Segment Start: RECORDS TO PROCESS

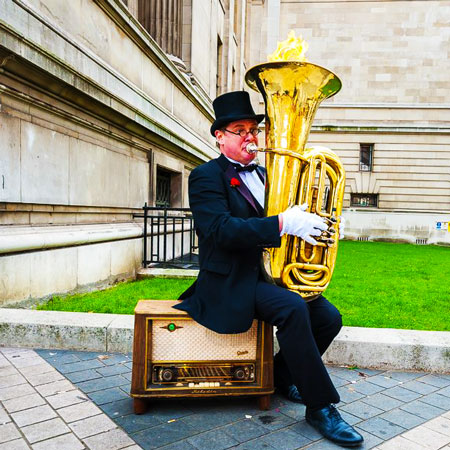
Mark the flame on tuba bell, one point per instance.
(296, 175)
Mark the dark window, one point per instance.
(164, 21)
(219, 67)
(364, 200)
(163, 181)
(365, 157)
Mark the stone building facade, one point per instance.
(100, 100)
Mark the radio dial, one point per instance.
(239, 373)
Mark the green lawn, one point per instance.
(375, 284)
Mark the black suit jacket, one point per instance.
(231, 235)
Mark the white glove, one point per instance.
(342, 228)
(298, 222)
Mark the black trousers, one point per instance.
(305, 330)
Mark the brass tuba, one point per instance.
(296, 175)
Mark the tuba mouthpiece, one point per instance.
(251, 148)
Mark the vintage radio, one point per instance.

Segment End: RECORDS TO PROCESS

* **WHAT IS REQUIRED**
Lines from the one containing "Mark the tuba" through the final line of the entries above are to be output exactly; omit all others.

* **ANSWER FOR THIS EXERCISE**
Mark the tuba mouthpiece, one point per instance.
(251, 148)
Mark the vintage radio, one point per instance.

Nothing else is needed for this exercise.